───── MATERIALS PROVIDED ─────
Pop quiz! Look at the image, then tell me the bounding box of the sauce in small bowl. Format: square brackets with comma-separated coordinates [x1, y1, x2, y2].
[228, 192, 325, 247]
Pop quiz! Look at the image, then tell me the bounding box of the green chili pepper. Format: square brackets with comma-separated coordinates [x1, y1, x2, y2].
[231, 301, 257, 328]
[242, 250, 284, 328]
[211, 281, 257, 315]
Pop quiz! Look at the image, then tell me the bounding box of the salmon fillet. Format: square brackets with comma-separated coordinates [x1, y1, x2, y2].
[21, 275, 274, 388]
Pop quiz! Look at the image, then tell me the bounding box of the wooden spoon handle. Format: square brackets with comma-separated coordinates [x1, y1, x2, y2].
─────
───── MATERIALS PROVIDED ─────
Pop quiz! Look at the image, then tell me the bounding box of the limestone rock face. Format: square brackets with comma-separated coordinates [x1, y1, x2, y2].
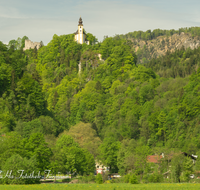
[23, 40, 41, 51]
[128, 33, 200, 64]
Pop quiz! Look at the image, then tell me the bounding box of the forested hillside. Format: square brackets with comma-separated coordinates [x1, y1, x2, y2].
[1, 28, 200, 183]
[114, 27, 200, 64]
─────
INSTRUCTIONS FOR THE TASK: From the data above, output only the lines between the line containing "of the sauce" and the line containing "of the wooden", inclusive, exactly as written.

WRITTEN ANSWER:
Pop quiz! Look at the image, then tell me the bounding box of the sauce in small bowl. Format: square brackets with comma-separated coordinates [x1, y1, x2, y2].
[228, 192, 325, 247]
Pop quiz! Look at the image, then tell me the bounding box of the green chili pepper. Format: square brackets with comma-separated coordinates [x1, y1, x2, y2].
[231, 301, 257, 328]
[242, 250, 284, 328]
[211, 281, 257, 315]
Pop quiz! Look at the image, then tell me the bounding box of the salmon fillet. Format: square brackets with comma-separated coordinates [x1, y1, x2, y2].
[21, 275, 274, 388]
Pop quiz! Look at the image, then tell me the bounding box of the wooden spoon handle. Format: square brackets with comma-separated coordinates [x1, y1, x2, y2].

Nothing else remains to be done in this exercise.